— Activity —
Within the records, which lines hold the string "below"? Report each one by copying it.

(Extracted records)
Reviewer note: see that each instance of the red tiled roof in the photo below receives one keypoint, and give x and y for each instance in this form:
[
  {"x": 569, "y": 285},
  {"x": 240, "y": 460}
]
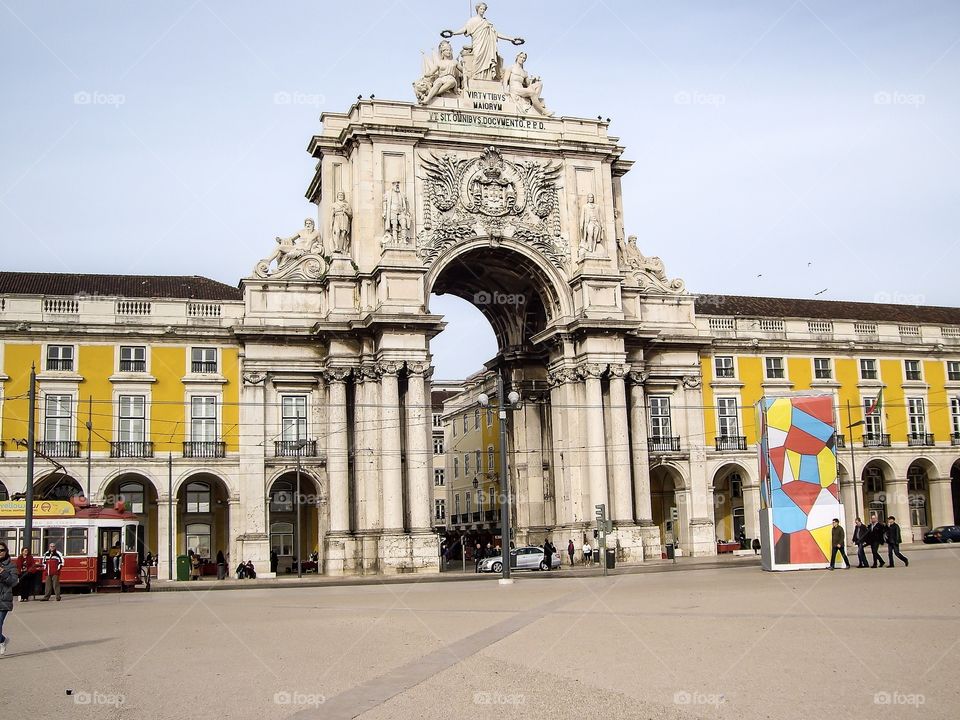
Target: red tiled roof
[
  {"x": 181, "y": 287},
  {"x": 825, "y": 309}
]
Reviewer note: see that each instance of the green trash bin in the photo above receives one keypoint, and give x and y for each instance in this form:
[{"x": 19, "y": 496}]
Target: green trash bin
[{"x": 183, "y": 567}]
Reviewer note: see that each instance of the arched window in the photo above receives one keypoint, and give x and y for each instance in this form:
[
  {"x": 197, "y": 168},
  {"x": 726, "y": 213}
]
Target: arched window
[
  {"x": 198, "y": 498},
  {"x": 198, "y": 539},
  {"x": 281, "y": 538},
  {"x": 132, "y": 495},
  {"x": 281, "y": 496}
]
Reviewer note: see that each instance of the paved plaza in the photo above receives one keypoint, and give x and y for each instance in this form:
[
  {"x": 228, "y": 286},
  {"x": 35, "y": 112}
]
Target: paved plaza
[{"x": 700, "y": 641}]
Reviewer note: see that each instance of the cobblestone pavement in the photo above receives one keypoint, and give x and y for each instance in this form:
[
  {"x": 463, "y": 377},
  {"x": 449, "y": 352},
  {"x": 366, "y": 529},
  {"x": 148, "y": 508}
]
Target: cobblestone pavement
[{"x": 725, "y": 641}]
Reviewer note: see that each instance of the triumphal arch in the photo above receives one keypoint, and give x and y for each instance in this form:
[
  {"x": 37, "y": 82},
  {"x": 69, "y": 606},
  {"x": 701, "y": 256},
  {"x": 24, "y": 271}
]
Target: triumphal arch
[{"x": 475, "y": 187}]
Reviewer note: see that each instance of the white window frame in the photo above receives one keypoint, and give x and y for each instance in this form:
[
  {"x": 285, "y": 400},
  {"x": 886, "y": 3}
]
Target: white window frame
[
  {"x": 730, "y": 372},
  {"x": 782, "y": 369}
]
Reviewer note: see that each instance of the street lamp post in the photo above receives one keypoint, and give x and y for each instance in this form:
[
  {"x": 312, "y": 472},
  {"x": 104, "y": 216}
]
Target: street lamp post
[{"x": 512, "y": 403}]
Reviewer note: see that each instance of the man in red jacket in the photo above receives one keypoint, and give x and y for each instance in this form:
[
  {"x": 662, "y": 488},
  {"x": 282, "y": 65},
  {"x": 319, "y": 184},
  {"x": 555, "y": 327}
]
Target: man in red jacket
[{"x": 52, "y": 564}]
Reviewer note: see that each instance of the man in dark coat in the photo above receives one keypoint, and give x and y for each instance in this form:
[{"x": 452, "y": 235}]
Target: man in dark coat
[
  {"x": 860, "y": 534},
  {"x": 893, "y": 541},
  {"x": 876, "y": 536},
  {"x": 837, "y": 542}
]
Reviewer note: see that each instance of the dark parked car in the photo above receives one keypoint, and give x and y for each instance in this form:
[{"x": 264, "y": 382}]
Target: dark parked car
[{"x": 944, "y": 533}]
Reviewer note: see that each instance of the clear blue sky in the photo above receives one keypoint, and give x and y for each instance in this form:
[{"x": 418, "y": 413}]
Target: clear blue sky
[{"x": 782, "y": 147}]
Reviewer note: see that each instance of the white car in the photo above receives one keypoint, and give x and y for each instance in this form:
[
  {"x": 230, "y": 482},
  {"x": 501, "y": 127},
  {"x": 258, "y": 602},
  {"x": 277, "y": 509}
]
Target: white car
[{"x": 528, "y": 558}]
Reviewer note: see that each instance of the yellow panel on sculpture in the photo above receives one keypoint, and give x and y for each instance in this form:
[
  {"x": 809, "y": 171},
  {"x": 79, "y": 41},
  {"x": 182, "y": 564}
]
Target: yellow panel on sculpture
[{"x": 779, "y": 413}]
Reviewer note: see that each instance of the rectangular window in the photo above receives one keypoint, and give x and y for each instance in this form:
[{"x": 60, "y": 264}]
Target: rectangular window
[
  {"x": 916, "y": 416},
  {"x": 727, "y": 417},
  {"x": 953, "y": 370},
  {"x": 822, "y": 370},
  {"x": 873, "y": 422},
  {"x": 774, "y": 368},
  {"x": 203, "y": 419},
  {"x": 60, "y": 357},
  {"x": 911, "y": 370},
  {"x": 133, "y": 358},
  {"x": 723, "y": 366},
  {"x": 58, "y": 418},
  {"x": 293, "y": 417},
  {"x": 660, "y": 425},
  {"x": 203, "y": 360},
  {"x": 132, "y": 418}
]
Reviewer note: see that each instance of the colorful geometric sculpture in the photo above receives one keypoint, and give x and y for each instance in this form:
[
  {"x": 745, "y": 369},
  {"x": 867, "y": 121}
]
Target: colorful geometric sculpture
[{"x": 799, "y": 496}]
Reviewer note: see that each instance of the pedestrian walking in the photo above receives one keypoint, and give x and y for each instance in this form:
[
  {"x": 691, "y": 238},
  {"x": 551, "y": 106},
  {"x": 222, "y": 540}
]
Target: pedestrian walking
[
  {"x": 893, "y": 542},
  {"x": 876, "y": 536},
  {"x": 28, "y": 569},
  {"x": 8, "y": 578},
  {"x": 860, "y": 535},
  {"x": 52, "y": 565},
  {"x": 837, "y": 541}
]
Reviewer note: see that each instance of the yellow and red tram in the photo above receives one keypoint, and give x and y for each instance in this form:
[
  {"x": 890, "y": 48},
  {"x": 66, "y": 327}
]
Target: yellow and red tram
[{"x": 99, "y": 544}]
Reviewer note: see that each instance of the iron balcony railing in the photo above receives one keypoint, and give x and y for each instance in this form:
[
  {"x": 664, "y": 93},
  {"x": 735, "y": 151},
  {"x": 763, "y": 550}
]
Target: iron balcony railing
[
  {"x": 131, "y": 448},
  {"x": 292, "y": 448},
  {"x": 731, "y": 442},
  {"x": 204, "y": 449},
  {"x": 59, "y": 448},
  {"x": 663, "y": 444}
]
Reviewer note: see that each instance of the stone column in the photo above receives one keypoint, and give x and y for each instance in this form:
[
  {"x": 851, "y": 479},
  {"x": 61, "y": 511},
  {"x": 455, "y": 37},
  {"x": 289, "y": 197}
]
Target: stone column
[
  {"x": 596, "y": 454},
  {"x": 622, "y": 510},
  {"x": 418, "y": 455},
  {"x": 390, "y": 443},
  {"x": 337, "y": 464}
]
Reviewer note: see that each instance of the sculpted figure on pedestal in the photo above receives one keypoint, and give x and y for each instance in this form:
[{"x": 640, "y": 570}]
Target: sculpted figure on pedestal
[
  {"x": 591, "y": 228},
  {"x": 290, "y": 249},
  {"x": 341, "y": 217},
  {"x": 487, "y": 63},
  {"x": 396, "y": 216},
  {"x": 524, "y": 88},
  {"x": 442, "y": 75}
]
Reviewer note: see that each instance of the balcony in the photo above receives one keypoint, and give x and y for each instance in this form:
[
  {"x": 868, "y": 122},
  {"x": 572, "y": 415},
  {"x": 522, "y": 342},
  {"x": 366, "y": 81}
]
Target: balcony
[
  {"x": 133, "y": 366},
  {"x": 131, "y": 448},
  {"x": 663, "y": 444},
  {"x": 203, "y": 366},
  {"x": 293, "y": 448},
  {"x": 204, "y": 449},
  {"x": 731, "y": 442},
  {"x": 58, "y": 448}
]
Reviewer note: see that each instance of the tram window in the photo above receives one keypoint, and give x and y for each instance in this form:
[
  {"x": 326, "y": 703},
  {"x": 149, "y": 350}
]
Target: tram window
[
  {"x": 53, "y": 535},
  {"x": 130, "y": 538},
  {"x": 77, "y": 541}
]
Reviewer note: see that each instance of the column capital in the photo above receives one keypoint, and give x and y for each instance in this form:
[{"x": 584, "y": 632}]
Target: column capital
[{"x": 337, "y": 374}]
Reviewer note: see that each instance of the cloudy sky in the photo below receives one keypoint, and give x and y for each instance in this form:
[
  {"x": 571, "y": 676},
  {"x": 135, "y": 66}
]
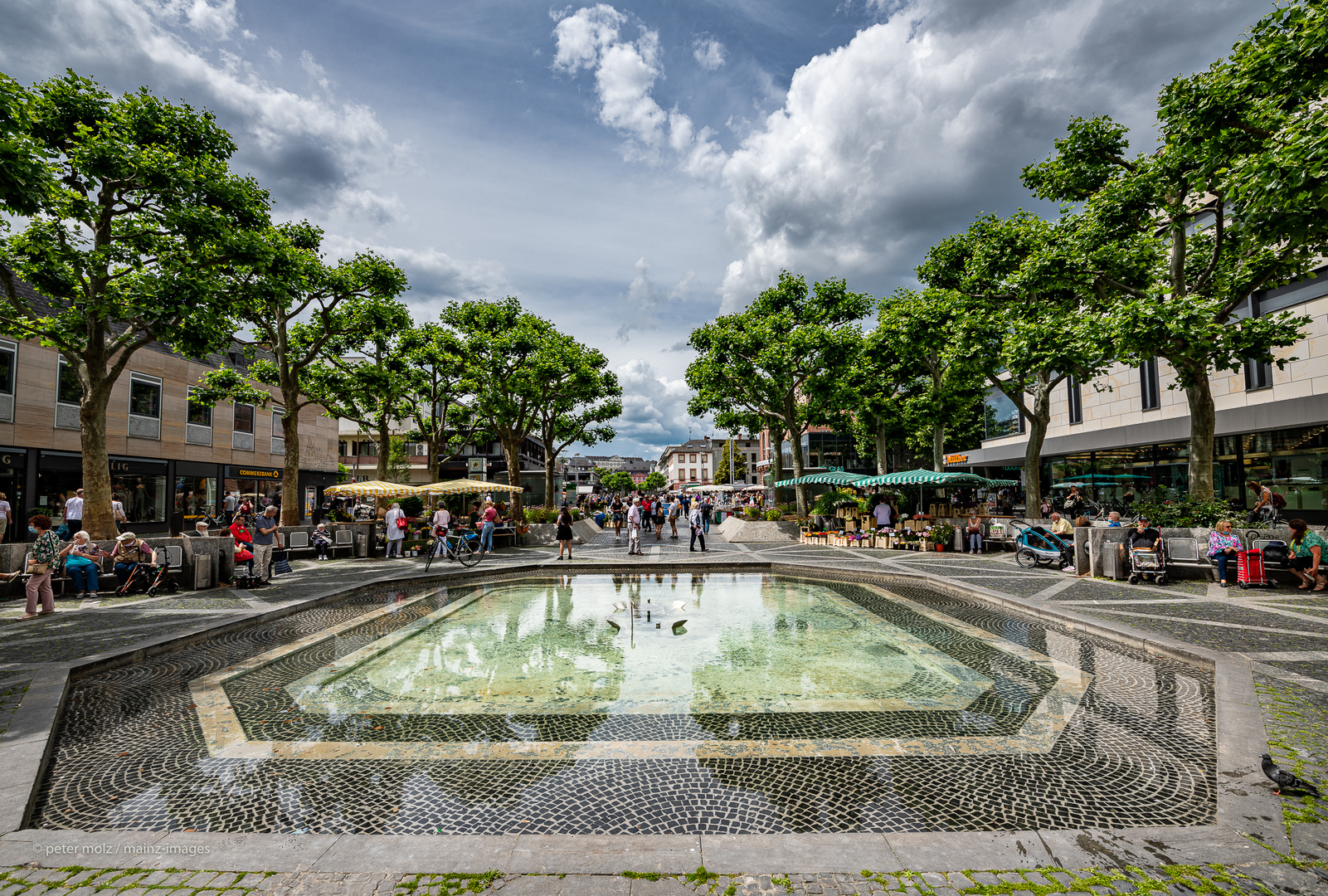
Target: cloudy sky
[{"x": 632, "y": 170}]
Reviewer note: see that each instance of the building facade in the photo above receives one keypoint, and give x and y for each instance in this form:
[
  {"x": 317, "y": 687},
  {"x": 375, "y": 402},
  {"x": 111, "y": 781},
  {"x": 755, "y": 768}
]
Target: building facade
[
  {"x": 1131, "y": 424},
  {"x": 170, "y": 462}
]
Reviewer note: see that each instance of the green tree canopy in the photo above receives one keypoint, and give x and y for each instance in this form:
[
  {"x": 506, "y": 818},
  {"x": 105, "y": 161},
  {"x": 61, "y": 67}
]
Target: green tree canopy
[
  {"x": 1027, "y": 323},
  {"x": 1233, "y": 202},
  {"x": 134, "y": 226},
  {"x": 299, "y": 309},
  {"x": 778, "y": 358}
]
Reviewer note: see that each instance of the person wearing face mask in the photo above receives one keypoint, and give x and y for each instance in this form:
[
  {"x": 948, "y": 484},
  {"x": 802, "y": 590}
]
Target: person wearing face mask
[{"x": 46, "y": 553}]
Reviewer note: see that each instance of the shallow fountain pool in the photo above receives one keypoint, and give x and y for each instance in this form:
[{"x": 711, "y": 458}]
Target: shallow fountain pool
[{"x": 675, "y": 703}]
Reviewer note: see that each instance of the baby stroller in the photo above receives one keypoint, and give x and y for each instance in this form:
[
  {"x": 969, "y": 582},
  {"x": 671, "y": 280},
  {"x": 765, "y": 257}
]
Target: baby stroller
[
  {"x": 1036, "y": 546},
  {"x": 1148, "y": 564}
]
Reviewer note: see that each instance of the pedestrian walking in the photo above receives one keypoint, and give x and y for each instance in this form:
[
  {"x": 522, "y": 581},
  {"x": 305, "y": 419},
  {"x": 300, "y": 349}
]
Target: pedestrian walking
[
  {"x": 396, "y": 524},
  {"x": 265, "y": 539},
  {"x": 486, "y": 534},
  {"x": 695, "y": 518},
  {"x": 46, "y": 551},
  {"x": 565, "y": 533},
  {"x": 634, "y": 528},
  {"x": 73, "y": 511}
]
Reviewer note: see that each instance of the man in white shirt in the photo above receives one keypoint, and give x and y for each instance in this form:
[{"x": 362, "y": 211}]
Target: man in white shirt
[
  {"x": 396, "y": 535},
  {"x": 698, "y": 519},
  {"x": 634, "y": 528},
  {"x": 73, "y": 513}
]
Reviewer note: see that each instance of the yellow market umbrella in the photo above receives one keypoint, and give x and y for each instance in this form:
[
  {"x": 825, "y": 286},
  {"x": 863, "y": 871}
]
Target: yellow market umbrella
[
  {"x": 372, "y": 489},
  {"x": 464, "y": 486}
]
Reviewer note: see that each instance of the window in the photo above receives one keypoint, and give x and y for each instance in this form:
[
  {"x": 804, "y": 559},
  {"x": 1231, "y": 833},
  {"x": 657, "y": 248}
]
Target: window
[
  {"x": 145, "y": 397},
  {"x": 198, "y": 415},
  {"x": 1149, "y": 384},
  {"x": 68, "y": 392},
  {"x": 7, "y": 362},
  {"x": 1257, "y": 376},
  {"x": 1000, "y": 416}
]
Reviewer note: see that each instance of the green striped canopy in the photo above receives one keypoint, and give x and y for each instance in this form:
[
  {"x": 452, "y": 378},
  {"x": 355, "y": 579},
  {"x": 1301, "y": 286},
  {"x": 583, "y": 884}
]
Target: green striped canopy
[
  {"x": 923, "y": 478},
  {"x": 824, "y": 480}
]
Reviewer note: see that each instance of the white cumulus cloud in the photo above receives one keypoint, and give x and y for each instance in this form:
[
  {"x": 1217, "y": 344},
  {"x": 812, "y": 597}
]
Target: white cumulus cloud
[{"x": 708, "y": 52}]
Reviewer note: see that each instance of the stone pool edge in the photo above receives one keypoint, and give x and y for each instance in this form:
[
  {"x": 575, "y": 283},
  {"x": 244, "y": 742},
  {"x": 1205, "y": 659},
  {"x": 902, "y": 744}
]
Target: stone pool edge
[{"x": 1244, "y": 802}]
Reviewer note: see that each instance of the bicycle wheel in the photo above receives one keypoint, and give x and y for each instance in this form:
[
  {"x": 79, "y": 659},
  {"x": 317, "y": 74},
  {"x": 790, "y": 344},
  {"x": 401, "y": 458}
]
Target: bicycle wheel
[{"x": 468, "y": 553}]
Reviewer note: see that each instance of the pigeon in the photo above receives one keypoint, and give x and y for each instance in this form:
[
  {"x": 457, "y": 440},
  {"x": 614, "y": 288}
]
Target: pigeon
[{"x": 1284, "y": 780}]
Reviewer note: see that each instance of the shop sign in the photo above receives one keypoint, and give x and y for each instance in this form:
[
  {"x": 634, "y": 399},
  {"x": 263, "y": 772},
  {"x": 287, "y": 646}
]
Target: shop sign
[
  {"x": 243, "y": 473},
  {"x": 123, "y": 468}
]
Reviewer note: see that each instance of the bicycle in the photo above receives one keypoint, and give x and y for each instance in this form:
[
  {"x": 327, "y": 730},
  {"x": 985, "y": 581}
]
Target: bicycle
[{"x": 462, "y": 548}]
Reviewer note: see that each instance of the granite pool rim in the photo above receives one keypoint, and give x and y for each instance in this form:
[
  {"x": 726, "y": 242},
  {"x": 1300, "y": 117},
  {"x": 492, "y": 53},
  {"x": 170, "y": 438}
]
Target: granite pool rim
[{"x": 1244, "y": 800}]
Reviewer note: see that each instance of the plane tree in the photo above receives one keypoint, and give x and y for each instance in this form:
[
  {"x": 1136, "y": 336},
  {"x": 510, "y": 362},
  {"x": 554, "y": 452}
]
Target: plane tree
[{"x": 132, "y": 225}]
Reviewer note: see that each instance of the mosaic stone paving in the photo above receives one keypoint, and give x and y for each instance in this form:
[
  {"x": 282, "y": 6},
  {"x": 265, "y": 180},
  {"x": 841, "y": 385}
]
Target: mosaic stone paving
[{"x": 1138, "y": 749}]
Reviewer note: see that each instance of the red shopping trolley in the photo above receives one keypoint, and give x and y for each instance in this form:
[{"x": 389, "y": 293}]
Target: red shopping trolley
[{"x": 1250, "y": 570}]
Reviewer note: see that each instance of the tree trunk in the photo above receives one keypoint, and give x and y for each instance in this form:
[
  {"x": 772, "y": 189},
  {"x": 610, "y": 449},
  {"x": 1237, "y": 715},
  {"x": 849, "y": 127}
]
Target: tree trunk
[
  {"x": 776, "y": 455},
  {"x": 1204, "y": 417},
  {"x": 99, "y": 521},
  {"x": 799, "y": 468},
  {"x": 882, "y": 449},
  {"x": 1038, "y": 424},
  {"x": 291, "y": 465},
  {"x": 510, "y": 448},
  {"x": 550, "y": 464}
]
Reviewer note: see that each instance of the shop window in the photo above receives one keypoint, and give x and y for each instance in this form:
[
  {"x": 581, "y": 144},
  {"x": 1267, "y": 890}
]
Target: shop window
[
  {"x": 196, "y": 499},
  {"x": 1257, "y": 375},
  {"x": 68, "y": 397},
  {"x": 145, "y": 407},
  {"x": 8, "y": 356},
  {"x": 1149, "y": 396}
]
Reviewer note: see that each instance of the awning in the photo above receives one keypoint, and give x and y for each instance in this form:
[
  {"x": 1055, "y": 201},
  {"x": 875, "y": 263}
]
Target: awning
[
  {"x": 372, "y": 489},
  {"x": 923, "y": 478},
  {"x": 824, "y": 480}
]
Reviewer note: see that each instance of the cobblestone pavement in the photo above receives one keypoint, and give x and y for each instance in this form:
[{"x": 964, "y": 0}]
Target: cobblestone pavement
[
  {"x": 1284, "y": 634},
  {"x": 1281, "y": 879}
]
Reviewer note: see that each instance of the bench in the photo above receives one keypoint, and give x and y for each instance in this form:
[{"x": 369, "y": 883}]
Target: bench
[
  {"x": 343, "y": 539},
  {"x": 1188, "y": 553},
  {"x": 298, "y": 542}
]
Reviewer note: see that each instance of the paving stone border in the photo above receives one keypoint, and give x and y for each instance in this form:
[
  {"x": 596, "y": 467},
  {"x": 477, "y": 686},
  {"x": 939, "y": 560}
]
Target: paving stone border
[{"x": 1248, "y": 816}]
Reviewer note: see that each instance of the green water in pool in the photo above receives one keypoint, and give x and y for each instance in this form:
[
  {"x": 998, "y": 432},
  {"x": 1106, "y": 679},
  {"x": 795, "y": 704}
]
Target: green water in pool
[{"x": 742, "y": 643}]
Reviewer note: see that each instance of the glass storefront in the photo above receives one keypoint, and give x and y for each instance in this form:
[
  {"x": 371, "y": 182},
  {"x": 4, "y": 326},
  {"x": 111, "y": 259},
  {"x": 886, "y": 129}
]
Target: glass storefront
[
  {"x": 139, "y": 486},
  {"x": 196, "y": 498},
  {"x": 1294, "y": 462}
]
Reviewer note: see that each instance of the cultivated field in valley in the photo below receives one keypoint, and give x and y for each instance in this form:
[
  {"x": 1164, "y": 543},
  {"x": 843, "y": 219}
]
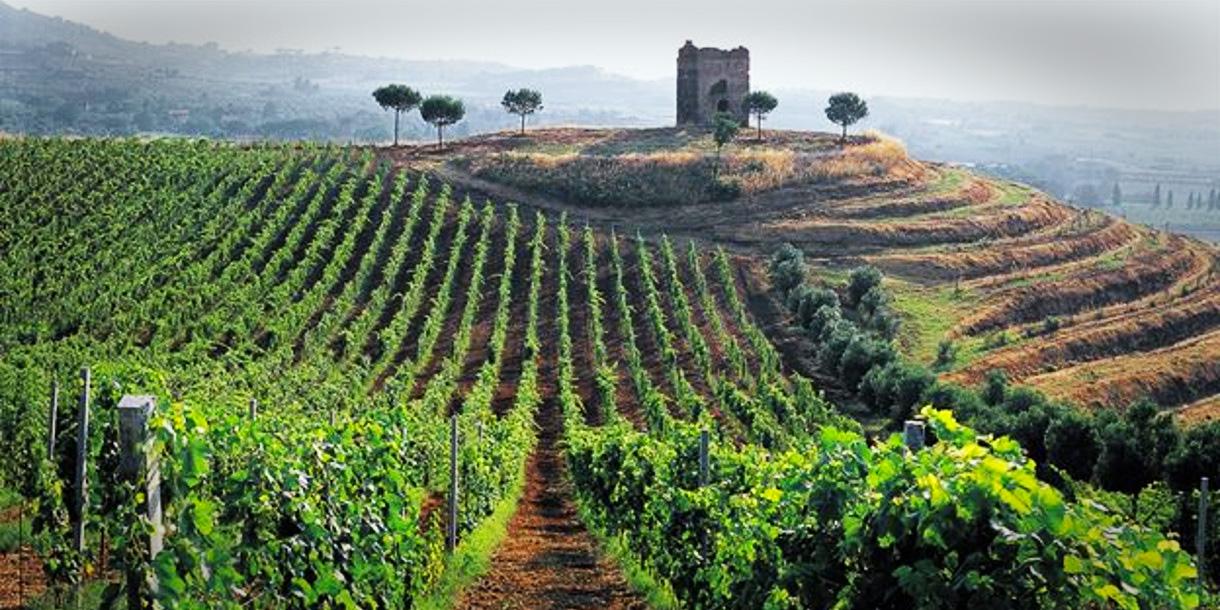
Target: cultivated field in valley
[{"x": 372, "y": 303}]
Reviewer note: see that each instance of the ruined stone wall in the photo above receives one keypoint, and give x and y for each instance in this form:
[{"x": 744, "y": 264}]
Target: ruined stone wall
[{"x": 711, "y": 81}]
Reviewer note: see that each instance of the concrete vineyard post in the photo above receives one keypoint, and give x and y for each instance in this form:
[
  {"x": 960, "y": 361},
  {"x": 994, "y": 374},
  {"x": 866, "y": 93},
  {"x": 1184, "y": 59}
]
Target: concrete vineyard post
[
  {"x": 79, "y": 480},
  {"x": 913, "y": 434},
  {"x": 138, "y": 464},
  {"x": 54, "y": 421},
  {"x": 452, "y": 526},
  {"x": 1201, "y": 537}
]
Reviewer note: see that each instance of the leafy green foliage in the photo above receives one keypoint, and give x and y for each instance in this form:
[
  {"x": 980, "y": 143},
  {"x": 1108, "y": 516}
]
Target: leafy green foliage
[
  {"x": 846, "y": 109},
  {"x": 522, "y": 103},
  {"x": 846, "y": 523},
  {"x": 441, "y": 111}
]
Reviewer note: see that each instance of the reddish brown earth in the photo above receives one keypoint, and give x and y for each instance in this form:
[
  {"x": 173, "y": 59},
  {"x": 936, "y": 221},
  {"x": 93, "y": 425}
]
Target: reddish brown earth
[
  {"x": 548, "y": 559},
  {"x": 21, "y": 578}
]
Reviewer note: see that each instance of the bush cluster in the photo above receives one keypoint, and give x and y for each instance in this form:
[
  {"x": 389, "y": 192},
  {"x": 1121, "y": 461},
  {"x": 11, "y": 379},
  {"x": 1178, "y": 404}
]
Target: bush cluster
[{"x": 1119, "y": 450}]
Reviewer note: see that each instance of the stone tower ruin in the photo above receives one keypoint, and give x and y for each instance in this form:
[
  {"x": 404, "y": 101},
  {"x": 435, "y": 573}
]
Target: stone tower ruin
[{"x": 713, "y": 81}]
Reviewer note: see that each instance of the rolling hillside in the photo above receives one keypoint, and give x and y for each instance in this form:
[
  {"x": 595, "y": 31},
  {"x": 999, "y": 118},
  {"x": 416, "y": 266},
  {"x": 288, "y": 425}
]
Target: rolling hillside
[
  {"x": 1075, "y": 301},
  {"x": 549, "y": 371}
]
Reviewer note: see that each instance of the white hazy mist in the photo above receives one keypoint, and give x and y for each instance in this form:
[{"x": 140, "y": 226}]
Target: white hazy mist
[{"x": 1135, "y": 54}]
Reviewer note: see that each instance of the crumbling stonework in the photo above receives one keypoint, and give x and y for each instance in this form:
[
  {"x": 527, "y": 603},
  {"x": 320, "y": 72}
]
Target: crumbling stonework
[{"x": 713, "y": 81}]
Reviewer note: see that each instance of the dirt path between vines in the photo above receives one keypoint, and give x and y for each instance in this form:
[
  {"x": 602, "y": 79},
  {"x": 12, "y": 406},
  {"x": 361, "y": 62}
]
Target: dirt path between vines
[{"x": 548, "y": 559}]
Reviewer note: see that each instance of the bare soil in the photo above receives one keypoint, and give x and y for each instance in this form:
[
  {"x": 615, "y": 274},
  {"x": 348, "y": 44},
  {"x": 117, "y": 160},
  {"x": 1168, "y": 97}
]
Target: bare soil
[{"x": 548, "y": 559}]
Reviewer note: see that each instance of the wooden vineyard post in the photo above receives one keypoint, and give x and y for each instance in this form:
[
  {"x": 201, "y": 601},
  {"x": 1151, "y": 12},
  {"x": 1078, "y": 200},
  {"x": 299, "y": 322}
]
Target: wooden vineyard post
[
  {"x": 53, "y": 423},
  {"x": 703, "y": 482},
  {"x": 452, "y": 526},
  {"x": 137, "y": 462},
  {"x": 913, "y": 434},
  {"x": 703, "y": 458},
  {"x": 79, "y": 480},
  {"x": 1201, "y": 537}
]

— Result —
Reviewer note: see that each instance of the red tiled roof in the photo below receives one keypoint, and give x and y for each instance in this form:
Reviewer note: see that each instance of the cloudy sky in the photo below receives one keypoint, and give x and y for each instance in this form:
Reviewer note: see that each instance of the cultivated field in valley in the photo below receives one keypoint, and give x and y for each instance in this form:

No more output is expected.